Text section
Full Proposals for International Polar Year 2007-2008 Activities

Proposed IPY Activity Details

1.0 PROPOSER INFORMATION

(Activity ID No: 99)

1.1 Title of Activity
Ozone layer and UV radiation in a changing climate evaluated during IPY

1.2 Short Form Title of Proposed Activity
ORACLE-O3

1.3 Activity Leader Details
Peter von der Gathen
Alfred Wegener Institute for Polar and Marine Research
Germany

1.4 Lead International Organisation(s) (if applicable)
NULL
NULL
NULL
NULL

1.5 Other Countries involved in the activity
Denmark
Argentina
Australia
Austria
Belgium
Canada
Czechia
Finland
France
Greece
Iceland
Italy
Japan
New Zealand
Norway
Poland

1.6 Expression of Intent ID #'s brought together in this proposed activity
542, 566, 28, 222, 312, 322, 371, 425, 438, 720, 808, 833, 919, 923, 1166, 1252

1.7 Location of Field Activities
Bipolar

1.8 Which IPY themes are addressed
1. Current state of the environment
2. Change in the polar regions
3. Polar-global linkages/tele-connections
4. Exploring new frontiers
5. The polar regions as vantage points
6. The human dimension in polar regions

1.9 What is the main IPY target addressed by this activity
1. Natural or social science

2.0 SUMMARY OF THE ACTIVITY

The depletion of the polar ozone layer is one of the strongest anthropogenic signals in the earth system. The IPY will approximately take place during the period of peak concentrations of man-made ozone depleting substances in the region of the ozone layer. It is also the time when potential effects from climate change, e.g. changes in temperature, water vapour abundances, and/or circulation, might begin to manifest in the stratosphere and influence ozone recovery. In April 2005, nearly eighteen years after the signing of the Montreal Protocol (MP), ozone loss is as severe as ever over the Arctic, and the timing and extent of ozone recovery is uncertain. Depletion of stratospheric ozone in polar regions has greatly enhanced harmful UV radiation in the affected areas at times of the year when ecosystems are vulnerable. The state of the polar stratosphere, and its future development will be, therefore, a major source of concern, both for circumpolar communities and people living at lower latitudes in the International Polar Year (IPY) and for decades thereafter. The project will be divided into seven main activities: 1) ozone loss (detection and impact on UV radiation, 2) PSC (polar stratospheric clouds) and cirrus, 3) atmospheric chemistry, 4) UV radiation, 5) ozone and climate change and feedback, 6) data management, and 7) education, outreach and communication.

Records supplied
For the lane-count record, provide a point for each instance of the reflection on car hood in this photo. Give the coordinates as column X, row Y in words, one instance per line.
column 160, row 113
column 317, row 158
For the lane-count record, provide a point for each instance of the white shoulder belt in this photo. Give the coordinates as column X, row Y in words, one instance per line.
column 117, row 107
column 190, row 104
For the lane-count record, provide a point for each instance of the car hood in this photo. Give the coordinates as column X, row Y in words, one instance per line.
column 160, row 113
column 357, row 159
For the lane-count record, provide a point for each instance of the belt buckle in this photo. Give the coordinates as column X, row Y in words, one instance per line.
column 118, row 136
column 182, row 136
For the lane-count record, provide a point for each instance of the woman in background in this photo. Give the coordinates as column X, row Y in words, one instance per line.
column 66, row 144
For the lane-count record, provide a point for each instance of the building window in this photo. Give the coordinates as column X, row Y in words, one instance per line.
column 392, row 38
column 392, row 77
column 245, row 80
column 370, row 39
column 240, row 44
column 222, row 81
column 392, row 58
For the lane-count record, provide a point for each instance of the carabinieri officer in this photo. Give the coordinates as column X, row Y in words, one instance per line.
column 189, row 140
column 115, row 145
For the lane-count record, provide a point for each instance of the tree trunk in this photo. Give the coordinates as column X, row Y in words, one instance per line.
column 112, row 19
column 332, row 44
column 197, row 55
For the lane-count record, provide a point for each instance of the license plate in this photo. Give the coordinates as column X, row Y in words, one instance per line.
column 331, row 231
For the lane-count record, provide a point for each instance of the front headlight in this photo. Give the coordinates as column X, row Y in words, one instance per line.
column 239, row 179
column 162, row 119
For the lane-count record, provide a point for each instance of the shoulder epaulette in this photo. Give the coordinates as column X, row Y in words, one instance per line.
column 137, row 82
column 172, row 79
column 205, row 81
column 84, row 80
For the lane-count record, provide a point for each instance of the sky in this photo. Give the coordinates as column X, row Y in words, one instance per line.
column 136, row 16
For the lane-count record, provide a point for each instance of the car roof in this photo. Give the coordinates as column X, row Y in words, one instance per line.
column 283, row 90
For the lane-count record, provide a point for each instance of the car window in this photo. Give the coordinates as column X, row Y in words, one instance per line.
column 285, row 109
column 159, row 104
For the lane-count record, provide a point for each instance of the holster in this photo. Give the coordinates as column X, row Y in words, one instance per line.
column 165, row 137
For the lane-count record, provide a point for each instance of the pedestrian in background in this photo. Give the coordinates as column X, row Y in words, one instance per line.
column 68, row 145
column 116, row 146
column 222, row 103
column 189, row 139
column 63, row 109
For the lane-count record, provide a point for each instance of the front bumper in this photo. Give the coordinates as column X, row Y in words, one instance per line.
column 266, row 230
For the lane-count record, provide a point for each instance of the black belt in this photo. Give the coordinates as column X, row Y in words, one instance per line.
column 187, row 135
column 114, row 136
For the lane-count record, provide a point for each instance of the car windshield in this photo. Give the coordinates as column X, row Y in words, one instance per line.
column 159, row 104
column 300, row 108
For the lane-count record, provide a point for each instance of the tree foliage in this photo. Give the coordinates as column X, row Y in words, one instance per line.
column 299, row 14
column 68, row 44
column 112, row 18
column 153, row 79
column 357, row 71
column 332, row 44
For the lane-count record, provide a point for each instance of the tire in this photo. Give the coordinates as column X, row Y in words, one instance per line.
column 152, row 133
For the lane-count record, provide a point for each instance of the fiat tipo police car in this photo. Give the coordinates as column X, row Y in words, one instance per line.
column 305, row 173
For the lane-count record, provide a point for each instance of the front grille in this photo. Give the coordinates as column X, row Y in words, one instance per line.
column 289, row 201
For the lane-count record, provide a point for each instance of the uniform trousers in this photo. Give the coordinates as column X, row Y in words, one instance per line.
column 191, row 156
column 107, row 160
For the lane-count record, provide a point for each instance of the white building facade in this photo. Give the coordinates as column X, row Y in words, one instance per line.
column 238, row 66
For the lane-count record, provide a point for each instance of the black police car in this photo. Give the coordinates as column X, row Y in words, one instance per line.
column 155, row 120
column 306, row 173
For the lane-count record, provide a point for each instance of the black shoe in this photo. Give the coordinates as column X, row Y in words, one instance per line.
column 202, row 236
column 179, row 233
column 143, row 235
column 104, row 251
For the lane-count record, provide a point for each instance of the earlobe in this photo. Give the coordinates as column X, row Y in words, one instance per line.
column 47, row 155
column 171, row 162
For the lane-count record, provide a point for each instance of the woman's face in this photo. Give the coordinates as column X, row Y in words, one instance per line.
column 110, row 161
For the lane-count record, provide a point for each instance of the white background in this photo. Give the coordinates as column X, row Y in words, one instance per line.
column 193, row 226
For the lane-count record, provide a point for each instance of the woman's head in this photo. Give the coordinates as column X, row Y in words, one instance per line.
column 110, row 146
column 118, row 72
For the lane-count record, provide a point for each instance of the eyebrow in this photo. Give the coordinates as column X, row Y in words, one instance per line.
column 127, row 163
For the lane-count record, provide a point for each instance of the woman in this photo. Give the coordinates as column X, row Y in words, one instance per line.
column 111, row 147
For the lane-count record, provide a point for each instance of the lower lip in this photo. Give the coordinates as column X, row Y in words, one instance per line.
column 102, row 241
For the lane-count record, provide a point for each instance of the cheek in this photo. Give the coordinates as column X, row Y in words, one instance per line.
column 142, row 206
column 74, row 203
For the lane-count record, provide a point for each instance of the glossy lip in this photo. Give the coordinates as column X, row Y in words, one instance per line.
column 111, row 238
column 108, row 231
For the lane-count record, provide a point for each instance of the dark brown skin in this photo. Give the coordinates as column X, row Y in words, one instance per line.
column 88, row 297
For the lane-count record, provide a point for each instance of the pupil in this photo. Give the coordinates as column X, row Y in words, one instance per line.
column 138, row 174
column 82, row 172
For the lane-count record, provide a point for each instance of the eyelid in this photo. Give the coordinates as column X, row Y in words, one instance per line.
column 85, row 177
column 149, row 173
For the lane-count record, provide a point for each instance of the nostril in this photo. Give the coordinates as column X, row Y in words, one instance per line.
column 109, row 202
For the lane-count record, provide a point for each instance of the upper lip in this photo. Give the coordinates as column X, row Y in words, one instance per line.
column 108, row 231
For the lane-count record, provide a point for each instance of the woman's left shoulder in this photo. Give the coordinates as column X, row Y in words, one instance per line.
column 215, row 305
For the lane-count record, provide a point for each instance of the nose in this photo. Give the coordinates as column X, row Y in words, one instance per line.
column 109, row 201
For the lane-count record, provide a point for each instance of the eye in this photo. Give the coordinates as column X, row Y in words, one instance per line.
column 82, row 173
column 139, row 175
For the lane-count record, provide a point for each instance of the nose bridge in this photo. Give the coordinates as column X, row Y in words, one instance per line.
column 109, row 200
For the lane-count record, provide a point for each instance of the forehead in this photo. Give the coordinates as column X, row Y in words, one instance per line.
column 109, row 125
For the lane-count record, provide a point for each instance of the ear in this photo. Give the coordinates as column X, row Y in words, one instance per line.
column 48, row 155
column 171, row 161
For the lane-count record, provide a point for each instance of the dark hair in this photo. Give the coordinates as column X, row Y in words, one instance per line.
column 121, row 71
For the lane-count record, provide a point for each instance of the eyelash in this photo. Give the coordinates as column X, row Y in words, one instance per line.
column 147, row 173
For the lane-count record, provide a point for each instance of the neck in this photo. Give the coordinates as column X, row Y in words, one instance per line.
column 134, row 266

Written problem
Copy the passage of the ozone proposal from "1.1 Title of" up to and including "Organisation(s) (if applicable)".

Reply
1.1 Title of Activity
Ozone layer and UV radiation in a changing climate evaluated during IPY

1.2 Short Form Title of Proposed Activity
ORACLE-O3

1.3 Activity Leader Details
Peter von der Gathen
Alfred Wegener Institute for Polar and Marine Research
Germany

1.4 Lead International Organisation(s) (if applicable)